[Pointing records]
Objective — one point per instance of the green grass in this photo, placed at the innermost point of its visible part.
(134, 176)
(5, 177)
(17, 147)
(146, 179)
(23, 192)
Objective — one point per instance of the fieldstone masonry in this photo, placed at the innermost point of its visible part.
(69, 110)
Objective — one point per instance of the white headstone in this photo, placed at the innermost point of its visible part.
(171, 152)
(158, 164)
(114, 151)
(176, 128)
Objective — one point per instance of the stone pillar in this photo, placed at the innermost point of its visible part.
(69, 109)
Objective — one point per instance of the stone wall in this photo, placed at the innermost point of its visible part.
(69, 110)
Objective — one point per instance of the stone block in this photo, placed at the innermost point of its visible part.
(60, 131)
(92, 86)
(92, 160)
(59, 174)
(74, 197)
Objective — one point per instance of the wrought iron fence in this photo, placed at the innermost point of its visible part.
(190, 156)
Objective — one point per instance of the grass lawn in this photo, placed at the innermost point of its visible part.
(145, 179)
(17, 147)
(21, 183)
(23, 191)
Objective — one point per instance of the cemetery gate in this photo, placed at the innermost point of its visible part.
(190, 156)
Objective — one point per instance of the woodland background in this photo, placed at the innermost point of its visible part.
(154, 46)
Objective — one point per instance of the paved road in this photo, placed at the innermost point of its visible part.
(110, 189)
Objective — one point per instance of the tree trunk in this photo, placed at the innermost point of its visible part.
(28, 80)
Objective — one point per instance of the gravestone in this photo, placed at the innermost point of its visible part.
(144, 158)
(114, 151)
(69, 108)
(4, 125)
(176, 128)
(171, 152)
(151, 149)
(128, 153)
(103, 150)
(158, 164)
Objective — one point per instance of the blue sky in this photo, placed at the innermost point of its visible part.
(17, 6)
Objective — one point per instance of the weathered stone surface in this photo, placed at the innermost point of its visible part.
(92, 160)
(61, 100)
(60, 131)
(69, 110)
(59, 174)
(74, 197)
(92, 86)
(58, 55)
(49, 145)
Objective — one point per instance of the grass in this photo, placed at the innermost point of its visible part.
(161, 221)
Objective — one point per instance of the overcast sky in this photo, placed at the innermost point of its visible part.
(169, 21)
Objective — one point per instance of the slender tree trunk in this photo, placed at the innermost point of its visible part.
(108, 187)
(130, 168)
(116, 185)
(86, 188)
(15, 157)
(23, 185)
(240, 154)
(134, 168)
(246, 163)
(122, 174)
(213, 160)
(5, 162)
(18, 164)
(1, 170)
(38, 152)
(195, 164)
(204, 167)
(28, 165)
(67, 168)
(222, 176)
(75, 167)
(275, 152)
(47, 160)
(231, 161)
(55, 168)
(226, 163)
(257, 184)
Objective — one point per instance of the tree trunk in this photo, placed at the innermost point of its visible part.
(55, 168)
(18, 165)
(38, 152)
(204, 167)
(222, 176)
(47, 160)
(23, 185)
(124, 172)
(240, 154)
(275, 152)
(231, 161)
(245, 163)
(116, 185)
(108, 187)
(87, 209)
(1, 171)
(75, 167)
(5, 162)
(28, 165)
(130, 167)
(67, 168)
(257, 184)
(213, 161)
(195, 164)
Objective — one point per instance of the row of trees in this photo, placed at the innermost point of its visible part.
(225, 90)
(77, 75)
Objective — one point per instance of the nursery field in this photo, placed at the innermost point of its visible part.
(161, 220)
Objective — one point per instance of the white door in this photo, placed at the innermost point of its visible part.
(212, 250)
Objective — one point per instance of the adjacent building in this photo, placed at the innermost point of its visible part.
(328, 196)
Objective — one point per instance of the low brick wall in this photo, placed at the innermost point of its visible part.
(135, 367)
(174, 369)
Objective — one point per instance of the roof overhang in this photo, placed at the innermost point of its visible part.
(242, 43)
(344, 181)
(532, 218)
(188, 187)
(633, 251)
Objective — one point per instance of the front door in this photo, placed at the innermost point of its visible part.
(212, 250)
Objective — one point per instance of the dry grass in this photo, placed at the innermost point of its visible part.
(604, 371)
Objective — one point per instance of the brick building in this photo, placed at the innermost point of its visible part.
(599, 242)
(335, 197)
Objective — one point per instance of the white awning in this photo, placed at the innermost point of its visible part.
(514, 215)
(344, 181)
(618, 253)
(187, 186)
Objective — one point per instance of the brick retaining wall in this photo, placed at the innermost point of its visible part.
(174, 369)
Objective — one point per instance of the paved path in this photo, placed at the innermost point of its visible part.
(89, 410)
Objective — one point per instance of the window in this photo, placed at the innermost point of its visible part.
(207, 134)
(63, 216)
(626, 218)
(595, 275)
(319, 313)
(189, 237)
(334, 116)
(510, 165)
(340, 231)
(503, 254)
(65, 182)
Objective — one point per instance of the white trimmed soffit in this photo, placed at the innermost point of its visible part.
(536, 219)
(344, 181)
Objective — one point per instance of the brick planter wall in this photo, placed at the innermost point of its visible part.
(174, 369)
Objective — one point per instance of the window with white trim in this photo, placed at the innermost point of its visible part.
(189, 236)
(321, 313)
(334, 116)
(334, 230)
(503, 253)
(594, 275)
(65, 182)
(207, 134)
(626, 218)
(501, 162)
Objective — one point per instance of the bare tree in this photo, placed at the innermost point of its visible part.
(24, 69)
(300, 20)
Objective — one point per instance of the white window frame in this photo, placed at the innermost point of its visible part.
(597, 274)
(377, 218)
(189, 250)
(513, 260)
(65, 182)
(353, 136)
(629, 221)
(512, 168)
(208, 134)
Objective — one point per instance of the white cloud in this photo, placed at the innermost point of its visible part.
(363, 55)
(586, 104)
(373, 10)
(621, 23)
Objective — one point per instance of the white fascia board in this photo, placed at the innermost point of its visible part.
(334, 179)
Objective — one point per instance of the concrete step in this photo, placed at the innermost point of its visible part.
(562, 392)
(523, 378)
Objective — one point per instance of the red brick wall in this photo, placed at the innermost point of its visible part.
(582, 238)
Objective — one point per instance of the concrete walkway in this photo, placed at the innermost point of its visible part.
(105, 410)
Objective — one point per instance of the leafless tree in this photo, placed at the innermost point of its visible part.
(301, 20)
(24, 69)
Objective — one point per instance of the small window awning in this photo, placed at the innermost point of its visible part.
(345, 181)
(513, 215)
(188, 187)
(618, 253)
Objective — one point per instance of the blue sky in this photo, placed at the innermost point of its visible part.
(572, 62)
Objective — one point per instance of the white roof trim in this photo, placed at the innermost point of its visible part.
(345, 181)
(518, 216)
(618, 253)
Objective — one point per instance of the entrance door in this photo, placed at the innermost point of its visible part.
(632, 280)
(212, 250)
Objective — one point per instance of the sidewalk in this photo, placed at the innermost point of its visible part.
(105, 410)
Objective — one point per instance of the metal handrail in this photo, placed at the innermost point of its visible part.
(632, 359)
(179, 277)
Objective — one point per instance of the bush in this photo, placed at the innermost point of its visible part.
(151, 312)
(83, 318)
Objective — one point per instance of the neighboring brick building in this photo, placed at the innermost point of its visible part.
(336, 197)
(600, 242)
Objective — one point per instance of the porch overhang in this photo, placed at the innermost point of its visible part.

#### [WHAT YOU WILL DO]
Starting at the line that contains "Objective — one point per instance of the sidewalk", quote each remaining line of the entries above, unchanged.

#### [THE RESPONSE]
Objective — one point per instance of the sidewalk in this photo, placed at the innermost point of its visible part.
(105, 410)
Objective — one point per instance of the metal handrail in this photo, placed at the innermost point of its visible part.
(632, 359)
(179, 277)
Objective — one point per instance of the bush in this photo, placed at the innermost point of its visible part.
(151, 312)
(83, 318)
Objective — one point per instance of the neighboring brick building in this photo, placed at the innermost point of its visible part.
(336, 197)
(600, 242)
Objective — one point per instance of the porch overhang in this photo, placed at the innermost point of its visible part.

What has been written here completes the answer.